:: Rows ::
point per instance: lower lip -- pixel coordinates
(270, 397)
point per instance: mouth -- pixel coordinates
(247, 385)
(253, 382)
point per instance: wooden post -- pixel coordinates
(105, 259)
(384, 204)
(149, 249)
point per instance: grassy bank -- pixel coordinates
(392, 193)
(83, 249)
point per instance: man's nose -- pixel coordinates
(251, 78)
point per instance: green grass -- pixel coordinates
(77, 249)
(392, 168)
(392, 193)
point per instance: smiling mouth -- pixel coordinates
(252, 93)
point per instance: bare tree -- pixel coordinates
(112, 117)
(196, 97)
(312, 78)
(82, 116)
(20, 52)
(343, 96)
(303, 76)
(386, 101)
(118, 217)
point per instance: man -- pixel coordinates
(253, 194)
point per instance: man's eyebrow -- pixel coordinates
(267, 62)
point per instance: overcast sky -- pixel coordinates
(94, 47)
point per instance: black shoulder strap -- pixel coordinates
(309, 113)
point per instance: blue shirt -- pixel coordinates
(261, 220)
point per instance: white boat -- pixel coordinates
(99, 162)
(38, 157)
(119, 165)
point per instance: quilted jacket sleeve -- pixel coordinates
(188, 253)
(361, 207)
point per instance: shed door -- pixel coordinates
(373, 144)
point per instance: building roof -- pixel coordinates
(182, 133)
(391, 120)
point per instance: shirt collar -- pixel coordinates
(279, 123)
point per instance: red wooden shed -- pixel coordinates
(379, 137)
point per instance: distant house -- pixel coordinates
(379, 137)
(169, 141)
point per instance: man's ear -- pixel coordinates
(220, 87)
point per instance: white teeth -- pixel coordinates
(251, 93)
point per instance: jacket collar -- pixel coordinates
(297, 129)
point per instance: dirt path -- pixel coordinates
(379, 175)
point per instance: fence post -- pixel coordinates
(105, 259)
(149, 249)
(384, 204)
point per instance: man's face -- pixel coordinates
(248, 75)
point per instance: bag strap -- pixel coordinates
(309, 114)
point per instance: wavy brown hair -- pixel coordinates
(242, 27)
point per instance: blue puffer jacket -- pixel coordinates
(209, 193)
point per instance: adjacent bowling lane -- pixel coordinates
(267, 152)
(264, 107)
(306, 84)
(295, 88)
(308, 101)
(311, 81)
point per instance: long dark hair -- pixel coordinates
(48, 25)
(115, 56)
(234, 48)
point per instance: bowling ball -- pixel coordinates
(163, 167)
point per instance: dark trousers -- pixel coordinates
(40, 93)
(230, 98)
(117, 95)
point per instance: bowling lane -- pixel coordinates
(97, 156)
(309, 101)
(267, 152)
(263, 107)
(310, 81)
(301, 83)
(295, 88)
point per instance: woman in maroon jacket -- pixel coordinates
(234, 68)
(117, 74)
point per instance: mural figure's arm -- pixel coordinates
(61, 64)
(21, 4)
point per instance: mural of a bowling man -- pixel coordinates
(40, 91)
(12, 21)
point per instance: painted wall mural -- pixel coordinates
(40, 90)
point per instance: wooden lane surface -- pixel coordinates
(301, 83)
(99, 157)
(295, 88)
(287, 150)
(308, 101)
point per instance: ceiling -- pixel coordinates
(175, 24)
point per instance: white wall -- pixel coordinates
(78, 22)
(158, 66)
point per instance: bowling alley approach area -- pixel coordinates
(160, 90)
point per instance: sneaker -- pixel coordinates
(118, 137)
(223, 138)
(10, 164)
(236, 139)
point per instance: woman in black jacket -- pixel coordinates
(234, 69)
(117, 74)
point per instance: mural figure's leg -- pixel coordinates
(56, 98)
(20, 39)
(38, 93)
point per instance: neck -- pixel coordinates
:::
▶ [Your objective]:
Repeat the data above exactly.

▶ [Finished answer]:
point per instance: lower lip -- pixel coordinates
(270, 397)
point per instance: mouth -- pixel coordinates
(247, 385)
(253, 382)
point per instance: wooden post -- pixel coordinates
(105, 259)
(384, 204)
(149, 249)
point per instance: grassy bank -- pixel coordinates
(392, 193)
(83, 249)
point per instance: man's nose -- pixel coordinates
(251, 78)
point per instance: green grass -- pixel coordinates
(77, 249)
(392, 168)
(392, 193)
point per instance: smiling mouth -- pixel coordinates
(252, 93)
point per instance: bare tree -- pixel coordinates
(112, 117)
(196, 97)
(312, 78)
(82, 116)
(20, 52)
(343, 96)
(303, 76)
(386, 101)
(118, 217)
point per instance: man -- pixel coordinates
(253, 194)
point per instance: man's eyebrow -- pixel coordinates
(267, 62)
point per instance: overcast sky -- pixel coordinates
(94, 47)
point per instance: black shoulder strap -- pixel coordinates
(309, 113)
point per instance: blue shirt -- pixel coordinates
(261, 220)
point per instance: white boat -- pixel coordinates
(99, 162)
(38, 157)
(119, 165)
point per instance: quilted jacket sleeve -- pixel coordinates
(188, 253)
(361, 207)
point per instance: shed door -- pixel coordinates
(373, 144)
point per instance: building roof -- pixel coordinates
(182, 133)
(391, 120)
point per instance: shirt collar -- pixel coordinates
(279, 123)
point per instance: red wooden shed -- pixel coordinates
(379, 137)
point per instance: distant house -- pixel coordinates
(379, 137)
(169, 141)
point per instance: man's ear -- pixel coordinates
(220, 87)
point per instance: white teeth -- pixel coordinates
(251, 93)
point per instance: jacket collar -- pixel coordinates
(297, 129)
point per instance: dirt path -- pixel coordinates
(379, 175)
point per instance: fence post -- pixel coordinates
(105, 259)
(149, 249)
(384, 204)
point per instance: man's face -- pixel coordinates
(248, 75)
point per instance: bag strap -- pixel coordinates
(309, 114)
point per instance: wavy brown hair -- pixel coordinates
(242, 27)
point per instance: blue puffer jacket -- pixel coordinates
(209, 193)
point per instance: adjacent bowling lane -- pixel coordinates
(267, 152)
(264, 107)
(306, 84)
(295, 88)
(308, 101)
(311, 81)
point per instance: long dark hair -- pixel coordinates
(48, 25)
(115, 56)
(234, 48)
point per instance: bowling ball -- pixel coordinates
(163, 167)
point per instance: dark trousers -- pixel coordinates
(40, 93)
(230, 98)
(117, 95)
point per instance: bowling lane -- pixel coordinates
(97, 156)
(309, 101)
(267, 152)
(263, 107)
(310, 81)
(301, 83)
(295, 88)
point per instance: woman in maroon jacket -- pixel coordinates
(234, 68)
(117, 74)
point per instance: mural figure's arm -- pixel coordinates
(61, 64)
(21, 4)
point per instance: mural of a bowling man -- pixel coordinates
(40, 91)
(12, 21)
point per instance: painted wall mural -- pixel coordinates
(40, 90)
point per instance: wooden lane surface -- pixel coordinates
(301, 83)
(99, 157)
(295, 88)
(287, 150)
(308, 101)
point per instance: ceiling -- pixel coordinates
(175, 24)
point per instance: white wall -- pixel coordinates
(78, 22)
(158, 66)
point per instance: bowling alley approach area -- pixel coordinates
(160, 90)
point per instance: sneaker -- pixel coordinates
(118, 137)
(223, 138)
(10, 164)
(236, 139)
point per instance: woman in black jacket -- pixel coordinates
(234, 69)
(117, 74)
point per instance: mural figure's leg -- pixel coordinates
(56, 98)
(20, 39)
(38, 93)
point per instance: neck -- pixel coordinates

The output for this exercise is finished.